What is expected -
Make an exact copy of every entry, from the first line to the last.

Exercise material -
++++++++

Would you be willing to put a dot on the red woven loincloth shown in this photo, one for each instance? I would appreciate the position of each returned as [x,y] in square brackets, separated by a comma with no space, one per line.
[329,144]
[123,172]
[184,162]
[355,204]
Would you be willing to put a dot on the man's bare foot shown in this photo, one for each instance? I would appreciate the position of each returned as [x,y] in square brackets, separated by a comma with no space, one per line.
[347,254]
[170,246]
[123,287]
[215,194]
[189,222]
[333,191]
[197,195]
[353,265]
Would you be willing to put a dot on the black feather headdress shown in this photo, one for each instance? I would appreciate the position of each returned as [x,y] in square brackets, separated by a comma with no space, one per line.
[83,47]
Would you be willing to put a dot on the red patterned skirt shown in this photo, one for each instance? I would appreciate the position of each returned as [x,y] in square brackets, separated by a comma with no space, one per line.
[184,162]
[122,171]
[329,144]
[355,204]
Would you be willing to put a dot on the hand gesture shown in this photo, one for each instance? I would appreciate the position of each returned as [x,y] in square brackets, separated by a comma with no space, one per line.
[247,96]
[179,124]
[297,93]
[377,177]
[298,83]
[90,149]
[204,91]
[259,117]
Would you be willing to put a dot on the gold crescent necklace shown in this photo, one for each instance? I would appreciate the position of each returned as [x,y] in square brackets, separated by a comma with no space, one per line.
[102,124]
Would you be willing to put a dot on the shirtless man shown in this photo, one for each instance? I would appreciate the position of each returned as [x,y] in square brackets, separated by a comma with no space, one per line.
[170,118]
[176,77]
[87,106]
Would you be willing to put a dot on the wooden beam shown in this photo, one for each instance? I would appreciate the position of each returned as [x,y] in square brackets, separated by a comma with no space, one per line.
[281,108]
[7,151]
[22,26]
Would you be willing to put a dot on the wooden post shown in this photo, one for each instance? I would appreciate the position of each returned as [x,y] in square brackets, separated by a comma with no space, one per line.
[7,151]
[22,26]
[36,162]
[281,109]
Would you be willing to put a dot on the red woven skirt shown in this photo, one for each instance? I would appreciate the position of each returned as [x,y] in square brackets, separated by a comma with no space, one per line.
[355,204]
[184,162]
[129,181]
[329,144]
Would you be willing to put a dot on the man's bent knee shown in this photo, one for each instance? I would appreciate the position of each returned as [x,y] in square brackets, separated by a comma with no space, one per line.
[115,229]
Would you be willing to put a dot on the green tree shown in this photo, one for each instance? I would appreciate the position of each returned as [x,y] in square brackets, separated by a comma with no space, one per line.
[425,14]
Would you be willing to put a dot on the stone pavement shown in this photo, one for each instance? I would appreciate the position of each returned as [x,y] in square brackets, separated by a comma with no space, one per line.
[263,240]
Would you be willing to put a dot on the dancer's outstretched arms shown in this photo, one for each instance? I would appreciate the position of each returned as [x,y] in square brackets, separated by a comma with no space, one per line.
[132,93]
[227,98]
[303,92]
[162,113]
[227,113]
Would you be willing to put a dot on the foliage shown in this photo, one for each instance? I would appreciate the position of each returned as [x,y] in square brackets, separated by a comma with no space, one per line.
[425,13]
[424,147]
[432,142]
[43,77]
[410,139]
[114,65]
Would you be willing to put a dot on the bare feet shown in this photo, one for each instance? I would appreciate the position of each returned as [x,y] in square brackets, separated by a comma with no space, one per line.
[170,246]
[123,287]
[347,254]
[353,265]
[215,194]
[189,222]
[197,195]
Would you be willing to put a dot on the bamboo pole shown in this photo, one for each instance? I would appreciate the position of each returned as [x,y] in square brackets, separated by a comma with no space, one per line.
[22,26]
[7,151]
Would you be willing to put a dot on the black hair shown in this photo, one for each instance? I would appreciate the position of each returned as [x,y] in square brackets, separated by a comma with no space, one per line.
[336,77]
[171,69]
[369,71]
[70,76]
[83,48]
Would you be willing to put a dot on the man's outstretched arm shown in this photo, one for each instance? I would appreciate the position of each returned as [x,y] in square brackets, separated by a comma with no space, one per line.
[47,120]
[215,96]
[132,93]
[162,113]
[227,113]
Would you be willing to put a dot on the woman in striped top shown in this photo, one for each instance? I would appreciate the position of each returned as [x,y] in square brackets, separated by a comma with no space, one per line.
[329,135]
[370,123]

++++++++

Answer to this exercise -
Would you be willing to put a dot on the red woven loincloth shown in this photo, one for each instance? I would appreciate the position of each returned as [x,y] in square brackets, separated by a comma with no space, one per line.
[329,144]
[123,172]
[184,162]
[355,204]
Would you be willing to put a dot on the man's bare foot shown in this photo, one for each instance? I would appreciate the position of each returned as [x,y] in square brackets, separated by a comma with no space, one per line.
[347,254]
[170,246]
[123,287]
[215,194]
[189,222]
[333,191]
[197,195]
[353,265]
Would you be willing to put a dot on the black feather headdress shown in this photo, one for each instance? I would appreciate the position of each returned as [x,y] in square brackets, separated by a comma with no space, one per line.
[83,47]
Would you be willing to put a dot on the red patterned skirt shown in this photo, one for each instance? I would appreciate the position of each returned as [x,y] in square brackets, separated by a comma with no space, one per line.
[184,162]
[122,171]
[329,144]
[355,204]
Would you be willing to put a dot on the hand gesture shown in this photo, one for each instance? I would appreciate the position of each returned as [x,y] in square brackets, separated by a comma with no space, one per line.
[247,96]
[179,124]
[297,93]
[377,177]
[298,83]
[90,149]
[204,91]
[259,117]
Would you be willing to put a dot on the gold crescent necklace shown in this photo, one for each instance? I would appreciate the position of each returned as [x,y] in square brackets, separated by a comma with no space, one per line.
[102,124]
Would you be willing to put a dot on the shirtless man shown in this photo, one for each instance? I would appreciate the position of each returned as [x,y] in square brackets, separated by a comma with no space, one per line.
[170,118]
[176,77]
[87,106]
Would you be willing to put a dot on the wooden beam shown in this photo, one for each instance? I would appreciate the position of each returned as [x,y] in square brackets, separated by a comma with no space, one per line.
[281,108]
[7,151]
[22,26]
Would you be willing to put a dot on the wooden post shown in this photo, one for each instance? I would appreciate the position of each returned as [x,y] in square brackets, separated by a comma with no space, one per line.
[7,151]
[22,26]
[36,162]
[281,109]
Would you be willing to put a dot on the red woven skirt shown in this photo, one for each instance? I would appreciate the position of each returned as [x,y] in square brackets, separated by a comma with no space, one per line.
[355,204]
[184,162]
[129,181]
[329,144]
Would you be willing to put a dot on the man's bent knee shown in this photo, one for each instance? I would appreciate the position of each returned as [x,y] in square brackets, separated by a comma with no space, one per line.
[115,229]
Would you be willing to put a dot on the green tree shown in this photo, one for each instance? I would appreciate the position of each returned as [x,y] in square brackets, separated by a comma with no space, one per line.
[425,14]
Would you be willing to put a dot on the stone pavement shown in this photo, one for each instance? I would appreciate the position of each returned as [x,y] in square brackets, separated by a comma with no space, one per line.
[263,240]
Would you be willing to put a dot on the dancer's outstretched arms shown in this photo, one for each instance? I would appreciate the position of each returned as [x,y] in square brackets, separated by a comma with no space, one per line.
[132,93]
[227,98]
[303,92]
[162,113]
[227,113]
Would you be willing to put a dot on the foliage shown in this photo, one for each instance? I would appreciate the position of each returned as [x,y] in square brackets, separated by a comma with no space, one per line.
[425,13]
[424,147]
[432,142]
[43,77]
[410,139]
[114,65]
Would you be willing to put a dot on the bare feet shown in this photo, one for each instance? I would appreciate the position of each returned as [x,y] in square brackets, separated by a comma with no space, one per line.
[170,246]
[123,287]
[347,254]
[353,265]
[215,194]
[189,222]
[197,195]
Would you be willing to put a dot on the bamboo pole shown in this photo, one for each instance? I would appreciate the position of each returned as [x,y] in square brackets, separated by a comma with no space, one per line.
[22,26]
[7,151]
Would you be willing to put a dot on the black hair shown in this photo, one for each instance? I would appreciate the position of each returned as [x,y] in square brackets, separated by a comma with no space, one per line.
[336,77]
[171,69]
[369,71]
[70,76]
[83,48]
Would you be willing to put a dot on the man's outstretched arm shown in this photo, one for each instance? I would appreciate the position of each returned as [x,y] in square brackets, separated by a comma with no space, one per line.
[47,120]
[215,96]
[132,93]
[162,113]
[227,113]
Would you be willing to put a dot on the woman in striped top shown in this photo, one for each instance? I would appreciate the position of each returned as [x,y] in square brackets, separated by a comma with no space, one per line.
[329,135]
[370,123]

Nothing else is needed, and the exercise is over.